* **GIVEN RECORDS**
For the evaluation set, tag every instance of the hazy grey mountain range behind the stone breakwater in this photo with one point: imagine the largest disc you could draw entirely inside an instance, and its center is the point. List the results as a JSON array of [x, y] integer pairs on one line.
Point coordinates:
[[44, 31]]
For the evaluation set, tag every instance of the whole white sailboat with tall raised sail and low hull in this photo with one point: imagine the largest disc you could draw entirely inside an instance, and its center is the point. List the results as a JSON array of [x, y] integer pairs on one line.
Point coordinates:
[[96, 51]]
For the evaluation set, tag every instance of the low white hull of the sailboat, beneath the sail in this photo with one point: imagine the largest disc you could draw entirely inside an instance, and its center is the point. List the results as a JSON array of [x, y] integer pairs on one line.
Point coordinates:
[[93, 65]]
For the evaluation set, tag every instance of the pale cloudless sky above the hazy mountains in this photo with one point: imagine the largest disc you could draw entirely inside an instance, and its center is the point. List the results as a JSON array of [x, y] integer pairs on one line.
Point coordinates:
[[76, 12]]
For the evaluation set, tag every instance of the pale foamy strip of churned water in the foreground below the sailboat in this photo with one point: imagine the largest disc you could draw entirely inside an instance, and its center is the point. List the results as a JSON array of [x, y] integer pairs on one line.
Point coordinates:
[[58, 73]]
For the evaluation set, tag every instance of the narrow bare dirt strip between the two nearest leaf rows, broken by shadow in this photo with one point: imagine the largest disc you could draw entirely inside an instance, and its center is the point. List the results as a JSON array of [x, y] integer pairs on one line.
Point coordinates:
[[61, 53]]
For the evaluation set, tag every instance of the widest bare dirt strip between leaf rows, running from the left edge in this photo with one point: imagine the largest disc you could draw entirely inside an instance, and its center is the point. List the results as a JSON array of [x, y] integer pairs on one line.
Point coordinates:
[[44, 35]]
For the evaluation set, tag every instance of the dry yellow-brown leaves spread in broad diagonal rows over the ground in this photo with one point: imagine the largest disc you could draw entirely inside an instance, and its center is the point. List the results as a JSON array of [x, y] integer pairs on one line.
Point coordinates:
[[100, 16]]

* **WHAT TO WORK ON**
Print nothing except the lines from the line containing "For the evaluation set, tag every instance of the widest" to the end of the listing, exactly as written.

* **ANSWER BOX**
For the evaluation set, tag every instance of the widest bare dirt strip between leaf rows, running from the left edge in this photo with one point: imagine the largest disc you could draw entirely inside an instance, and its center is the point. List the results as a JSON array of [x, y] integer pairs on one line.
Point coordinates:
[[44, 35]]
For the evaluation set, tag every instance of the dry yellow-brown leaves spread in broad diagonal rows over the ground in this photo with one point: imagine the largest disc you could draw entirely inside an instance, and its center is the point. List the results as a JSON array of [x, y] integer pairs on one line.
Point coordinates:
[[100, 16]]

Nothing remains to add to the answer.